Text block:
* begin *
The answer is simple and it is ‘no’, at least as things stand at the moment. In its judgment in Römer, the Court stressed that ‘as European Union law stands at present, legislation on the marital status of persons falls within the competence of the Member States’. Moreover, the drafters of the EU Charter of Fundamental Rights seemed to share the same view, when in the Explanations Relating to the Charter of Fundamental Rights, it was pointed out that the Charter Article providing the right to marry (Article 9) ‘neither prohibits nor imposes the granting of the status of marriage to unions between people of the same sex’.

Because matters that fall within the ambit of family law are (usually) matters for which there is no European consensus and for which it is believed that each Member State should be left alone to make its own choices, family law is an area in which the EU has no competence to legislate. Thus, it is the Member States that can decide in situations that fall within their jurisdiction, who can marry whom, the requirements for divorce, adoption issues, the regulation of assisted reproduction, and any other issues falling within the ambit of family law. The legal recognition of same-sex relationships is no exception to this, and, hence, it is up to each Member State to decide whether it will allow in its territory two persons of the same sex to marry. This has resulted in an EU which is divided between the (mostly northern and western) Member States which have opened marriage to same-sex couples,[i] and the (mostly central and eastern) Member States which have not,[ii] with some Member States having a constitutional ban on opening marriage to same-sex couples.[iii]

Does the EU Require Member States to Recognise Same-Sex Marriages Lawfully Performed In Another Member State?
* end *
Available data:
* begin *
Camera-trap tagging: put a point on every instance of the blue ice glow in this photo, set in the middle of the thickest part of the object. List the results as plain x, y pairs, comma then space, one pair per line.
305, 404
* end *
Exercise set:
[1] Rewrite the paragraph of the same-sex marriage text that begins "Because matters that fall within the ambit of family law" as a short list that keeps its main facts.
[2] Return the part of the same-sex marriage text from "The answer is" to "the same sex’.", copied word for word.
The data come from a separate source unrelated to the text.

Answers to the exercise:
[1]
- Family law matters usually lack a European consensus, and each Member State is thought best left to make its own choices, so the EU has no competence to legislate in this area.
- Within their jurisdiction, Member States decide who can marry whom, the requirements for divorce, adoption issues, the regulation of assisted reproduction and other family law questions.
- Legal recognition of same-sex relationships is no exception: each Member State decides whether two persons of the same sex may marry in its territory.
- The EU is therefore divided. Mostly northern and western Member States have opened marriage to same-sex couples, while mostly central and eastern ones have not, and some have a constitutional ban on doing so.

[2]
The answer is simple and it is ‘no’, at least as things stand at the moment. In its judgment in Römer, the Court stressed that ‘as European Union law stands at present, legislation on the marital status of persons falls within the competence of the Member States’. Moreover, the drafters of the EU Charter of Fundamental Rights seemed to share the same view, when in the Explanations Relating to the Charter of Fundamental Rights, it was pointed out that the Charter Article providing the right to marry (Article 9) ‘neither prohibits nor imposes the granting of the status of marriage to unions between people of the same sex’.